**WORK TO BE COMPLETED:**
Nothing in the entries may change when you repeat them, and no images may appear.

━━ DATA LISTING

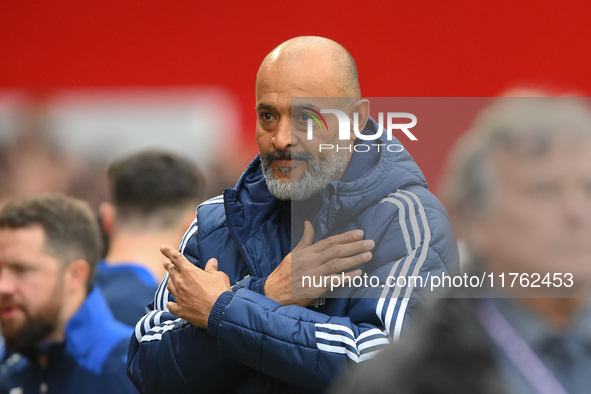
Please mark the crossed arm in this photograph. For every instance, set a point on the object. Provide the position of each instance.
(197, 290)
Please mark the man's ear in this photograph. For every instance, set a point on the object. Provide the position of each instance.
(77, 274)
(107, 213)
(361, 107)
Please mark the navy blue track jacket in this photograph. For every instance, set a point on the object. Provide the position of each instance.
(254, 344)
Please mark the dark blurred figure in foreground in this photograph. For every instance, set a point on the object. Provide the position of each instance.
(64, 337)
(520, 189)
(153, 195)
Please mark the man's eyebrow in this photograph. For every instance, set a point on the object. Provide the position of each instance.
(300, 107)
(263, 106)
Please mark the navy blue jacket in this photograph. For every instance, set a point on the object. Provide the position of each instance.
(91, 360)
(127, 288)
(254, 344)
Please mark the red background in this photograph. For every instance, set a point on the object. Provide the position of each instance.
(402, 48)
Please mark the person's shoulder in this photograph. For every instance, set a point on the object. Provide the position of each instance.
(13, 372)
(211, 215)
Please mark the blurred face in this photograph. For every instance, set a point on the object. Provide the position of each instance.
(540, 219)
(293, 166)
(31, 289)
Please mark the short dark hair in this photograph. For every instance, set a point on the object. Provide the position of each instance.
(154, 185)
(71, 229)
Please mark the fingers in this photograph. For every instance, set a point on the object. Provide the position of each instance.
(174, 256)
(347, 249)
(173, 271)
(338, 265)
(170, 286)
(211, 266)
(348, 237)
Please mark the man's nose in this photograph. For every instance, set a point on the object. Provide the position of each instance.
(282, 137)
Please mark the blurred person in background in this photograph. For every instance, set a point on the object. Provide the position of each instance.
(62, 333)
(153, 195)
(519, 188)
(240, 328)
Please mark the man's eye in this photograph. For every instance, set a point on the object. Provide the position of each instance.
(267, 116)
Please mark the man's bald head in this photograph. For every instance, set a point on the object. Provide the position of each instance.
(337, 58)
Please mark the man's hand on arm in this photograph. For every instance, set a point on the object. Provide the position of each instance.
(194, 289)
(328, 257)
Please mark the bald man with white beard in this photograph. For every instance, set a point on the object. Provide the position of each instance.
(233, 313)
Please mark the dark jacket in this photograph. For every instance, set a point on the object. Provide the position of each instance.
(91, 360)
(254, 344)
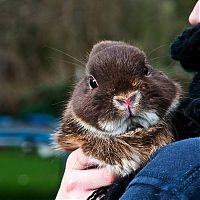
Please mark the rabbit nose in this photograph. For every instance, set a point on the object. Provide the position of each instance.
(125, 102)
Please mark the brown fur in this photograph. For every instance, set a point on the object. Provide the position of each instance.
(120, 71)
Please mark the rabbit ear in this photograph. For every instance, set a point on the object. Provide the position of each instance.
(102, 45)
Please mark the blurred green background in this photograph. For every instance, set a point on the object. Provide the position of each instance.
(42, 47)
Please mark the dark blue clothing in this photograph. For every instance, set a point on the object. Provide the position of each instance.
(173, 173)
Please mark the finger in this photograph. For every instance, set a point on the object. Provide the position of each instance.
(77, 160)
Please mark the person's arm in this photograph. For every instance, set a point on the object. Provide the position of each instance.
(79, 181)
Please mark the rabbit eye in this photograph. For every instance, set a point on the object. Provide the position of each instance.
(146, 70)
(93, 82)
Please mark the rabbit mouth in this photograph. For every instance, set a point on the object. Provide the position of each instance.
(132, 123)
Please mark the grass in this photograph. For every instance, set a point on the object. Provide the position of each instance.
(27, 176)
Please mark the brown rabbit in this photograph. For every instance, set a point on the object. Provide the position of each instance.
(119, 113)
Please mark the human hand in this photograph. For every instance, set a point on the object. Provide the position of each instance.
(80, 179)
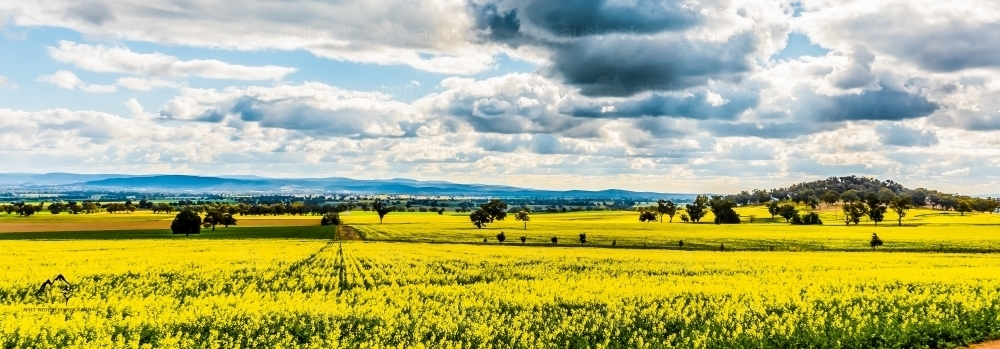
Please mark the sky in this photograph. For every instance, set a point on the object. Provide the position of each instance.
(668, 96)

━━━━

**TASK OUTPUT:**
Please mark the crossed arm in this photograph. For every instance, set a point on the object. Provide the position of each instance.
(197, 290)
Please mark the man's ear in this photograph. For every instance, set a point on the object. Provide the position of each instance.
(77, 274)
(107, 213)
(361, 107)
Please mark the navy blue track jacket in this photograph. For every instance, set a point on the object. Provide the position of each instance.
(254, 344)
Please mark the dark blurred figure in foreground in this photograph. For every instance, set a point on the object. Provide the position of each instance.
(64, 337)
(520, 189)
(153, 195)
Please mark the man's eyebrow in this photograph. For every instance, set a point on the object. Provide the position of each instance.
(300, 107)
(263, 106)
Please mark the navy blue jacket in this photograph. For every instance, set a point on the object. Provide the position of each instance.
(91, 360)
(127, 288)
(254, 344)
Please mark the red background in this photograph. For every instance, set a point on the object. Provide the position of each instance.
(402, 48)
Please mark the person's shoulder in this photograph. For every instance, set a point on the object. Provide the position of each instance.
(13, 372)
(211, 215)
Please mark the blurred face in this photograph. For every instance, set a point on the object. Provide the position of each instance.
(540, 219)
(293, 166)
(31, 289)
Please mark the short dark hair in this photograph. For every instance, set a point on the object. Provide the position of each instance.
(154, 185)
(71, 229)
Please mark the fingers in this photograph. For every instance, set a point on the object. Provide the position of each instance.
(174, 256)
(347, 249)
(173, 271)
(338, 265)
(170, 286)
(211, 266)
(348, 237)
Please mark the man's nose in this photograph. For every instance, set a point on the object. Provide the position of each instance.
(282, 137)
Please mark the blurred person in background in this photograph. For every instance, set a point on the object. Provide the position of each instance.
(62, 333)
(153, 195)
(519, 188)
(240, 328)
Please mark the man's eye in this photograph. For every instance, set a point on the object. Provide the position of each instance.
(267, 116)
Please mark the man's bald head in this photograph. For every instance, set a point on the object. Provide the position of each instance.
(337, 58)
Please mark the man's hand on arm in this photograph. For every instance, set a point on the object. Provide the position of each instance.
(194, 289)
(328, 257)
Please mark the bald man with white beard in this photograph. For every instance, set a point on the object. Provide the position of each instance.
(233, 313)
Please mark the dark jacket in this photograph. For every instance, set a point on the object. Provide the position of each instance.
(91, 360)
(254, 344)
Please mark the rabbit nose in this photograph. For every instance, set a point on the object. Provide the position of each instance.
(125, 102)
Please mark the brown fur in this photograph. For every instance, set a point on the object. Provide the position of each instance.
(120, 71)
Please mark the rabbit ear in this photograph. For every instance, set a point on the object. Provide the position of each instance.
(102, 45)
Please mark the blurred green background in this photograph. For every instance, set a point on the object. Provide the position of each instance.
(42, 47)
Please mark the dark blue clothing in this photograph. For every instance, set a point on the object. Provide the position of each instance.
(173, 173)
Please mark the finger in this photograph. For every instance, set a point on the object. Provide the position of each instance.
(77, 160)
Please mark the person's arm in this photograph. For every instance, set a point on the object. Provide the position of each instance.
(79, 181)
Please mark the rabbit eye in this photograph. For every instance, set a point on the object. Provide the position of each instance.
(146, 70)
(93, 82)
Please mark the rabbit mouth in this photograph. For every instance, set a point on the object. Provide the position of each instance.
(132, 123)
Please mark the grass in this photograph. For every instance, set a point on the object. Provide the position of each instance.
(27, 176)
Please mark the brown rabbit in this photograph. For every instance, set a point on the object. Provide the position of each instance.
(119, 113)
Please mark the human hand in this photograph. For every instance, set a point on the object. Provide the position of each instance.
(80, 179)
Please mark the sky in this photograph. For every instance, set a point on the object. Provide the position of each instance.
(668, 96)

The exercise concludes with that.